START SOURCE MATERIAL

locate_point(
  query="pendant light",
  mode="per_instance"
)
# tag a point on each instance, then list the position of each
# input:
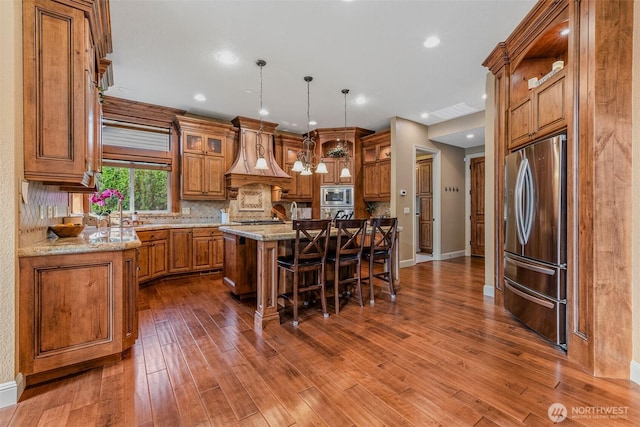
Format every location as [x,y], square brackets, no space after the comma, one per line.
[261,162]
[305,162]
[345,173]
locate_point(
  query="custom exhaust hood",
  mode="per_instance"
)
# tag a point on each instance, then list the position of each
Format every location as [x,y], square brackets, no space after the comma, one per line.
[243,171]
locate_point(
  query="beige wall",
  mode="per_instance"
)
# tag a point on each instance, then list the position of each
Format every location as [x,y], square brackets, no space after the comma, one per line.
[11,168]
[635,191]
[489,187]
[406,136]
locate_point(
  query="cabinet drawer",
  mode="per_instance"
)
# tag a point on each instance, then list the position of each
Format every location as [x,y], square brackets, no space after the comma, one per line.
[203,232]
[147,236]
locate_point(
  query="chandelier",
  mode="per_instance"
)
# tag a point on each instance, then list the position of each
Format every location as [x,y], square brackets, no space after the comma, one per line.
[261,162]
[345,173]
[306,158]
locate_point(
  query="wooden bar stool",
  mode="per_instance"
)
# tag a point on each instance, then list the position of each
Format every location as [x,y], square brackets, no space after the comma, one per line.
[348,253]
[381,251]
[309,255]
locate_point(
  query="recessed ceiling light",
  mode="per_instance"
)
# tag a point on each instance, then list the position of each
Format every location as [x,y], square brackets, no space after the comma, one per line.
[226,57]
[432,41]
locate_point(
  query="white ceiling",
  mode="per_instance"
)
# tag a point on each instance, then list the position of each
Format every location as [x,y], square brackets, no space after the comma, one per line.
[165,53]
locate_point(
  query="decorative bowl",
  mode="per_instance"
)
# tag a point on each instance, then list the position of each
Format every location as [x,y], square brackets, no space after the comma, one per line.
[67,230]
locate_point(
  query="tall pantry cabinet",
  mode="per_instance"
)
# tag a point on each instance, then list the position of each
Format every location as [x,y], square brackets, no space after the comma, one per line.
[65,44]
[590,100]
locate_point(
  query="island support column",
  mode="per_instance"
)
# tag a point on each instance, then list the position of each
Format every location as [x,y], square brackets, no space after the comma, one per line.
[267,286]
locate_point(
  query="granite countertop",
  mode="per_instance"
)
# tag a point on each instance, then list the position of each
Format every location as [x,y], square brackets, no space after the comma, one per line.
[266,232]
[151,227]
[90,240]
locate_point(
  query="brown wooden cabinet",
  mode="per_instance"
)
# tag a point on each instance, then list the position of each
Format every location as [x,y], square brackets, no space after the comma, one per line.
[204,158]
[153,254]
[424,184]
[180,250]
[61,108]
[75,311]
[300,189]
[239,267]
[207,249]
[334,168]
[597,104]
[376,160]
[541,113]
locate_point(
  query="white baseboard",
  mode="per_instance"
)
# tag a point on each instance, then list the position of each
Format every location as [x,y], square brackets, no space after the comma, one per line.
[407,263]
[635,372]
[449,255]
[488,291]
[10,391]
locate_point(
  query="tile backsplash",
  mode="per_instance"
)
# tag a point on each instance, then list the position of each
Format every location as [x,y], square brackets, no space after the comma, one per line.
[43,205]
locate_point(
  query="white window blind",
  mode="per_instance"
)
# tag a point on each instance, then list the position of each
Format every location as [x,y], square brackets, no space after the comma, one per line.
[125,135]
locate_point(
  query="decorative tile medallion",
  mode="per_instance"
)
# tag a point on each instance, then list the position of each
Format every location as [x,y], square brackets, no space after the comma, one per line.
[251,200]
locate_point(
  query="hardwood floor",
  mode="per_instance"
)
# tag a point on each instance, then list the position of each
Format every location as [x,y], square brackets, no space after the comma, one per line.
[442,354]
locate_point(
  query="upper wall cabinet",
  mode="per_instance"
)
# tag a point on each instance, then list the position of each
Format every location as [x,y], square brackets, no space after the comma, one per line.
[376,159]
[62,48]
[203,148]
[537,101]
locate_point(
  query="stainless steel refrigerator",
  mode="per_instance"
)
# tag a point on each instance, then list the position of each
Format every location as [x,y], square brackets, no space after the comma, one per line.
[535,248]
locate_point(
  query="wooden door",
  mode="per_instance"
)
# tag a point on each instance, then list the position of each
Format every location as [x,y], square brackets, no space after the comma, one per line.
[425,183]
[180,249]
[425,191]
[384,171]
[218,250]
[144,264]
[477,206]
[426,224]
[214,177]
[159,256]
[371,181]
[192,175]
[202,250]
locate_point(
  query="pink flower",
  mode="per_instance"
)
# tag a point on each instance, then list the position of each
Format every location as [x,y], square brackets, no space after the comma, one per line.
[100,198]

END SOURCE MATERIAL

▶ YOUR TASK
In your answer, repeat all the entries exactly, but leave out the pictures.

▶ EXERCISE RESPONSE
locate_point(
  query="pendant light",
  mode="per_instance"
)
# tag a point on each instance, then list the position of each
# input:
Format every location as [x,y], square brackets, no space after the comma, one per line.
[261,162]
[305,162]
[345,173]
locate_point(
  query="custom exhaust hood",
  mode="per_instance"
)
# tag a point on each instance, then list the position of each
Format every location as [x,y], square brackets, no space after the comma, one per line.
[243,171]
locate_point(
  query="beige wall",
  mode="per_instance"
)
# tag a point on each instance, then list the position of each
Format every location as [x,y], square brackets, no space after the comma, one per line.
[11,168]
[635,191]
[489,187]
[406,136]
locate_point(
  query="cabinet drawer",
  mode="per_instance"
)
# tag a point on each instance, then list the position of each
Format every location as [x,y], square brackets, no space after the comma, one per line.
[203,232]
[147,236]
locate_point(
  query="chandelier",
  mode="per_instance"
)
# tag a point on each instance, then list the position of each
Format every location as [x,y], square brackets, no space after the comma, one per line.
[261,162]
[345,173]
[306,158]
locate_point(
  query="wooden bar stool",
  mode="per_instance"
)
# tag a point on each instance, then list the position of each
Format every location as [x,y], square brackets, no space after the comma, one per line.
[348,253]
[381,251]
[309,255]
locate_point(
  query="recessed ceiling light",
  mode="per_instance"
)
# tag a point on each instance, then list the position of each
Format every location as [x,y], square brackets, no space after the comma, one per line.
[226,57]
[432,41]
locate_point(
  query="white ceiling",
  mode="per_instance"
)
# tag a point on each instance, then list the position of each
Format every location as [x,y], square brackets, no space after the comma, one per line.
[165,53]
locate_point(
  query="decorative bowl",
  mode="per_instance"
)
# tag a point on each instance, then list the position of each
Format every location as [x,y], square brackets, no space after the comma, one per line.
[67,230]
locate_point(
  query="tall pantry cabinet",
  mode="per_instance"
)
# tag a point on each instance, then list the position of each
Format every location as [x,y], square brackets, no space after the comma, one per line.
[65,44]
[590,100]
locate_point(
  query="island support column",
  mode="per_instance"
)
# tag a point on each instance, then list the position of each
Format every location as [x,y], square brackets, no space after the comma, one per line.
[267,286]
locate_point(
  query="granite countertop",
  mode="per_instance"
)
# tag a point on each instance, then list the position of each
Format every location as [x,y], square brackets, no space after the comma, one per line.
[266,232]
[151,227]
[90,240]
locate_point(
  query="brown wooden cabinet",
  mode="per_instance"
)
# tag a point on each instance, then list the position of each
Format every location as [x,y], square brackets, no space after the comma, one per line.
[204,158]
[153,254]
[424,184]
[180,250]
[61,108]
[75,311]
[300,189]
[239,267]
[207,249]
[334,168]
[597,104]
[376,160]
[541,113]
locate_point(
  query="white baseboard",
  mode="per_instance"
)
# tag a point on each instance, then list the position of each
Format every location as [x,y], square brackets, no space after the comma, one per line.
[407,263]
[635,372]
[449,255]
[488,291]
[10,391]
locate_point(
  query="tile backsplash",
  mode="per_instance"
)
# tag a point on each instance, then list the position of each
Format every location as [x,y], square brackets, no space after the comma, one per line.
[43,205]
locate_point(
  query="white window blind",
  mode="per_instance"
)
# tag a point on each instance, then list the position of each
Format every location as [x,y], square brackets, no space after the comma, one per line.
[125,135]
locate_point(
  query="decorative tile medallion",
  mode="per_instance"
)
# tag a point on each instance, then list the position of each
Format every location as [x,y], square brackets, no space after the comma, one per line.
[251,200]
locate_point(
  query="hardwood floor",
  mode="per_instance"
)
# tag a point on each instance, then list the position of each
Format every location as [x,y], square brackets, no space after the comma, one per line.
[442,354]
locate_point(
  query="upper wall cabinet",
  mode="per_instance"
)
# tag a point on each instance, then list the position of each
Format every location as [x,y], square brackets, no space after the comma, one per line.
[376,159]
[62,48]
[203,148]
[537,101]
locate_point(
  query="stainless steel refrigerator",
  mode="per_instance"
)
# tag a point on each instance, then list the position of each
Format every location as [x,y], square brackets, no space after the comma, one per line.
[535,248]
locate_point(
  query="wooden door",
  mode="per_instance"
)
# tag a point on each instance, then list the position of each
Format every location as [x,y], square brackets, no space after the comma, one per line.
[425,183]
[180,249]
[425,191]
[384,171]
[218,250]
[144,264]
[477,206]
[426,224]
[214,177]
[159,256]
[371,181]
[192,175]
[202,250]
locate_point(
  query="pink flower",
  mode="per_instance"
)
# tag a point on each instance, then list the position of each
Format every location as [x,y], square brackets, no space after the comma, one per line.
[100,198]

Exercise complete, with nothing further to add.